_Exercise objective_
Find the count of lines in the material below that include the word "foreground". State nothing but that number.
*** Data shown
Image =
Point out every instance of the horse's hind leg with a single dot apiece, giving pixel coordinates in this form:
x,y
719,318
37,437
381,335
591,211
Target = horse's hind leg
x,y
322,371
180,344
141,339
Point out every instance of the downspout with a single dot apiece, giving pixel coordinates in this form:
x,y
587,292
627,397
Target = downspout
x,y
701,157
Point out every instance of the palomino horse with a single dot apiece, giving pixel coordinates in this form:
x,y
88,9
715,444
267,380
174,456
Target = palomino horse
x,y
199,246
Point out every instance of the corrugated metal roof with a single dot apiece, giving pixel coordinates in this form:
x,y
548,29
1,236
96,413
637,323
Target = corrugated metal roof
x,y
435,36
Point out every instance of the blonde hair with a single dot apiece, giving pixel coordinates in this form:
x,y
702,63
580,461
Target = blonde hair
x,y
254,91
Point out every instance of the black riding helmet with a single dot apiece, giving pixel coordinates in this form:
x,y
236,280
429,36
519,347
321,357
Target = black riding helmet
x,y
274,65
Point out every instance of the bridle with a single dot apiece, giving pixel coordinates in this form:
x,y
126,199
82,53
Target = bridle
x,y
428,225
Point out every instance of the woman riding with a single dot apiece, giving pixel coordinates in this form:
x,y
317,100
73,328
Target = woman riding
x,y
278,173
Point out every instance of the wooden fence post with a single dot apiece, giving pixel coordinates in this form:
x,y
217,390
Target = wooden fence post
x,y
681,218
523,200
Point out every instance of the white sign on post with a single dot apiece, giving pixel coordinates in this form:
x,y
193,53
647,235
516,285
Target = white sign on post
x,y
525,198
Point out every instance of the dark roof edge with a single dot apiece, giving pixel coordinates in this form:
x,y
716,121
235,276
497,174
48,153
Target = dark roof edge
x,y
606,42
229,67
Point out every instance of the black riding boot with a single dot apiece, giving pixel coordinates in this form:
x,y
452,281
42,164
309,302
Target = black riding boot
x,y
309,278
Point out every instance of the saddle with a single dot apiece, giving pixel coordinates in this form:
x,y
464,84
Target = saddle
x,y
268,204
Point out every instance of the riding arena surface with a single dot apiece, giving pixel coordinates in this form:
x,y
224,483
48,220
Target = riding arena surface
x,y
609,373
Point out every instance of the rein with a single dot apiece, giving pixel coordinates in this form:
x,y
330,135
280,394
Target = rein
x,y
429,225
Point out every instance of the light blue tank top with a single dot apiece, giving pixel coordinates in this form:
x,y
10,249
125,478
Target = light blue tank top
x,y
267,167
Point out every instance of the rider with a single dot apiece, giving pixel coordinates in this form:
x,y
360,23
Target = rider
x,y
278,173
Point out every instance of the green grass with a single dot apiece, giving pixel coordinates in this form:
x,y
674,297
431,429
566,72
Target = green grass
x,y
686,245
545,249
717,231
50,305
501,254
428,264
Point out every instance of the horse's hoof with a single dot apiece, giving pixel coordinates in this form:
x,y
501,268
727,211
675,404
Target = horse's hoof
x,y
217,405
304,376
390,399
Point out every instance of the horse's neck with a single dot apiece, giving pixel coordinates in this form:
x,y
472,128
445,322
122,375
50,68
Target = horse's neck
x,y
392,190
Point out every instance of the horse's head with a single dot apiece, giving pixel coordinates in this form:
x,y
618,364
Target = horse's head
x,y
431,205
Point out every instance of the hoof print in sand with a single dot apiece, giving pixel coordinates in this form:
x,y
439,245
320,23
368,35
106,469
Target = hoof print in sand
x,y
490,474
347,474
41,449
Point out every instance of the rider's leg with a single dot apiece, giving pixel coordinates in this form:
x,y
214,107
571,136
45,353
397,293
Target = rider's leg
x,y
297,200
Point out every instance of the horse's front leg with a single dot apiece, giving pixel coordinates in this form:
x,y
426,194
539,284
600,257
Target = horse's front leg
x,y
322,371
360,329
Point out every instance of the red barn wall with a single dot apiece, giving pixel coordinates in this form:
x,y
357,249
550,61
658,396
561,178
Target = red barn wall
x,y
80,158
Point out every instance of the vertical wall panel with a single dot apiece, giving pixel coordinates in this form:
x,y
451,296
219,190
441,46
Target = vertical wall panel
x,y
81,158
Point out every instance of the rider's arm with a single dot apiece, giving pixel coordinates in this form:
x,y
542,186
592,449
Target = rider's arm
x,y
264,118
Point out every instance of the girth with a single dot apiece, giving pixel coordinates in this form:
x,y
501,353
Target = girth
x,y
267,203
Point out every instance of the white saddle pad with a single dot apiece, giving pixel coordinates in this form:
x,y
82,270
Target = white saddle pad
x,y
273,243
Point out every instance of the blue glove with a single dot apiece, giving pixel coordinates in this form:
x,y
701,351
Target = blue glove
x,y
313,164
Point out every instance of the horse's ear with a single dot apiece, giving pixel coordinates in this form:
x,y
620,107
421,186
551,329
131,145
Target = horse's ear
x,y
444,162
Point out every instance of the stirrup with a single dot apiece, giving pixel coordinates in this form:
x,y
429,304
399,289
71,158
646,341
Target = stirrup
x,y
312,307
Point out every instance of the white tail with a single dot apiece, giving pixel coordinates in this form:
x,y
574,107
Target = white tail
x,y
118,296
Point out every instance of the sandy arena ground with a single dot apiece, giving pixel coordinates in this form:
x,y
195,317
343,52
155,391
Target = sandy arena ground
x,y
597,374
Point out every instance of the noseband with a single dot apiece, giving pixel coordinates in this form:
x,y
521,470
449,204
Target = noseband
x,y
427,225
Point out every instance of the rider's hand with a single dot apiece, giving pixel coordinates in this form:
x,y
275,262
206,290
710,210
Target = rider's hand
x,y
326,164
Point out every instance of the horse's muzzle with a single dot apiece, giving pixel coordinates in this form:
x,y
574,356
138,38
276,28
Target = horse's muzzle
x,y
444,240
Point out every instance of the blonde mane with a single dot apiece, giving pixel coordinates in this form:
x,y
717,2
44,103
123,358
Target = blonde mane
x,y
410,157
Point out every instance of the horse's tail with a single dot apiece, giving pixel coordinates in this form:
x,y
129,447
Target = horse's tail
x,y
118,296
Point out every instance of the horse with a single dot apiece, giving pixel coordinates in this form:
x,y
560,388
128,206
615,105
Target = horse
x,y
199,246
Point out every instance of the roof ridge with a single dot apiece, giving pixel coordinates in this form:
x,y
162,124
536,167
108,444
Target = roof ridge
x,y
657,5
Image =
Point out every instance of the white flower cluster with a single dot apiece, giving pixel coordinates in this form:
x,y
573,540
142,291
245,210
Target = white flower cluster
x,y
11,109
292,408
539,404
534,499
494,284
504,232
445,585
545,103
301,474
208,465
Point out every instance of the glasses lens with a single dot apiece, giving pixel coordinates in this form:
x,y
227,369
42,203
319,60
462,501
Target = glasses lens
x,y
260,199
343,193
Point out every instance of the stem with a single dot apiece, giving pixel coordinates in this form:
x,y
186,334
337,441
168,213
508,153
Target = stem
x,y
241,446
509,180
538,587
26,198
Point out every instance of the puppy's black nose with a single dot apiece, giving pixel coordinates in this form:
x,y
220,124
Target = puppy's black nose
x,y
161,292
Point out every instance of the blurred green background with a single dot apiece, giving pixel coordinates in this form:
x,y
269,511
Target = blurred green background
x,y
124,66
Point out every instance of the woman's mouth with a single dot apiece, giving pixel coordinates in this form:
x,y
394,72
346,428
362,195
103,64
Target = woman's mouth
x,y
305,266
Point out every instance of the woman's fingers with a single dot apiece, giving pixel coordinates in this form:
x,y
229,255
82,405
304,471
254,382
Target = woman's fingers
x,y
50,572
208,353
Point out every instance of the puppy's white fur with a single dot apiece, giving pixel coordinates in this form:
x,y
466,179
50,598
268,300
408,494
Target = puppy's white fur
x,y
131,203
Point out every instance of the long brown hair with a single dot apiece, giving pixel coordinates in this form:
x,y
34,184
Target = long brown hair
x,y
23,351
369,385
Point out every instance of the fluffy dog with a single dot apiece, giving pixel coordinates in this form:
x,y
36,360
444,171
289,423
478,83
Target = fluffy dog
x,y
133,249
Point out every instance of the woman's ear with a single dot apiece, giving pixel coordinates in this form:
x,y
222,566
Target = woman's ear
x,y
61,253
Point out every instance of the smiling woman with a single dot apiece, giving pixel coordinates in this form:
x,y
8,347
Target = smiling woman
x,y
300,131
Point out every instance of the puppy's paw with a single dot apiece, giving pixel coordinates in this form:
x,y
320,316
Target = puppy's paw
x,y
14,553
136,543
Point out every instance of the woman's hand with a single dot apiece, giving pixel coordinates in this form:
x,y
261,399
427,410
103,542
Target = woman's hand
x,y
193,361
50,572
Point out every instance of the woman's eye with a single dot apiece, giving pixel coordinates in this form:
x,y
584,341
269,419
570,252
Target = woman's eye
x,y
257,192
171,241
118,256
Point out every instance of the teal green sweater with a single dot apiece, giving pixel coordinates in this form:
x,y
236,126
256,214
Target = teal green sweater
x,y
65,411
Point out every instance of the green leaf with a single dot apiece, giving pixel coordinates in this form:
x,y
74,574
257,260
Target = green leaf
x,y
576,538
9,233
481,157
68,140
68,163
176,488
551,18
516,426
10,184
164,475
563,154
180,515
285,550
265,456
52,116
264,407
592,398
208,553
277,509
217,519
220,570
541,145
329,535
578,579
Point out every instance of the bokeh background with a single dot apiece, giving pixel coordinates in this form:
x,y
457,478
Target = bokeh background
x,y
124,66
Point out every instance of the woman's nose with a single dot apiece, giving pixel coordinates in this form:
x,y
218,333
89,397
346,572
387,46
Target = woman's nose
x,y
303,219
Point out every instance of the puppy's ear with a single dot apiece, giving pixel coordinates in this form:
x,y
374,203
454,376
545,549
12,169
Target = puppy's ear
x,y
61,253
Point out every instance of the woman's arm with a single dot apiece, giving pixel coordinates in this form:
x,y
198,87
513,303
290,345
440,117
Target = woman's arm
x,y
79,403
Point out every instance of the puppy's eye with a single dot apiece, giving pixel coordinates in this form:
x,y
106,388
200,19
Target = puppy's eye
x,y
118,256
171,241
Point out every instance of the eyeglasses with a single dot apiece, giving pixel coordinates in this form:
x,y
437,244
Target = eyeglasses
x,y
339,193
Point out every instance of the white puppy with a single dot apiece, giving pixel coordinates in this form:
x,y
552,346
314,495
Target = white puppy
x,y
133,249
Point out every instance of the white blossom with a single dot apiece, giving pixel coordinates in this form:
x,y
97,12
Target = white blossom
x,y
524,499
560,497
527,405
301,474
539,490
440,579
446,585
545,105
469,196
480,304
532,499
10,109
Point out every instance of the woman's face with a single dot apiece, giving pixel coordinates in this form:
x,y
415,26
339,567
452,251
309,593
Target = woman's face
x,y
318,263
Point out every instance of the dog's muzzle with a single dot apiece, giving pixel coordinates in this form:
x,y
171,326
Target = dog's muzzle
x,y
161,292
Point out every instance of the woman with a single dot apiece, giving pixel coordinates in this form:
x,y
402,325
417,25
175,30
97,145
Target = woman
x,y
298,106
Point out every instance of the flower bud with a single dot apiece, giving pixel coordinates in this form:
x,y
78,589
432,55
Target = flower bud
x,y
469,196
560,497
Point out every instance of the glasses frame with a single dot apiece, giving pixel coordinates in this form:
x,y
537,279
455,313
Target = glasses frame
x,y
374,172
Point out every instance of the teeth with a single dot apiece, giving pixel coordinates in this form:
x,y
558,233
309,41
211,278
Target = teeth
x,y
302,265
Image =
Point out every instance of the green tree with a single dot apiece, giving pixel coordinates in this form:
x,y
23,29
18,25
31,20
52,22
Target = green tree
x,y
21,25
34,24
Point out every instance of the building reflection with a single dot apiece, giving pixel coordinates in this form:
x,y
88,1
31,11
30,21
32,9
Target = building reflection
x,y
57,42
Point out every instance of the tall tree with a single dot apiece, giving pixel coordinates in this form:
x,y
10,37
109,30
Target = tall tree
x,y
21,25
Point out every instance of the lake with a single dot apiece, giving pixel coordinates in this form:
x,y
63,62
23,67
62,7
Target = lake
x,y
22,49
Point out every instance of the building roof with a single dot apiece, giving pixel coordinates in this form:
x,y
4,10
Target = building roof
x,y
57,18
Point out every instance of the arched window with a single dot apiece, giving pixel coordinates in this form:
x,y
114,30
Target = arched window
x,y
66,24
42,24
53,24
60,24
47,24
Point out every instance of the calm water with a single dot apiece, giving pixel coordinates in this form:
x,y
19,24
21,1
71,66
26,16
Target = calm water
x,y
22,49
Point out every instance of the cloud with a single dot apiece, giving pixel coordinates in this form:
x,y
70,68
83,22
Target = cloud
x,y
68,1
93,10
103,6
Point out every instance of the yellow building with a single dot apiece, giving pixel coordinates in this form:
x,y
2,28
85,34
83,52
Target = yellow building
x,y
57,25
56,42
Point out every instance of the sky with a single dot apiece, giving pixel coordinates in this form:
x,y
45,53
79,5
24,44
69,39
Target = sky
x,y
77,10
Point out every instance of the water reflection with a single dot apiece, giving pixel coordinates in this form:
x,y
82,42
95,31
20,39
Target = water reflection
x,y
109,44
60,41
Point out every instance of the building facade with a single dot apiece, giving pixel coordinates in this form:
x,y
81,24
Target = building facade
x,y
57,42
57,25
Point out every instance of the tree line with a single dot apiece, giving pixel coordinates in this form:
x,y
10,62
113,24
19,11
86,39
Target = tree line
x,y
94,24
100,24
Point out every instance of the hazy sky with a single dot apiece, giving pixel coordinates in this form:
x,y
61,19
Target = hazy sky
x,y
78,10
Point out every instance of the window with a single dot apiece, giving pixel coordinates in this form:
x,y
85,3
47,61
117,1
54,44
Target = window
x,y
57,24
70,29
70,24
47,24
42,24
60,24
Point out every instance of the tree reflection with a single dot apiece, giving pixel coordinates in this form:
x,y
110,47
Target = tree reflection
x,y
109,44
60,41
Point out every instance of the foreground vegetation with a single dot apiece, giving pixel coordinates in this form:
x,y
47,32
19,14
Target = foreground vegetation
******
_Solution to this problem_
2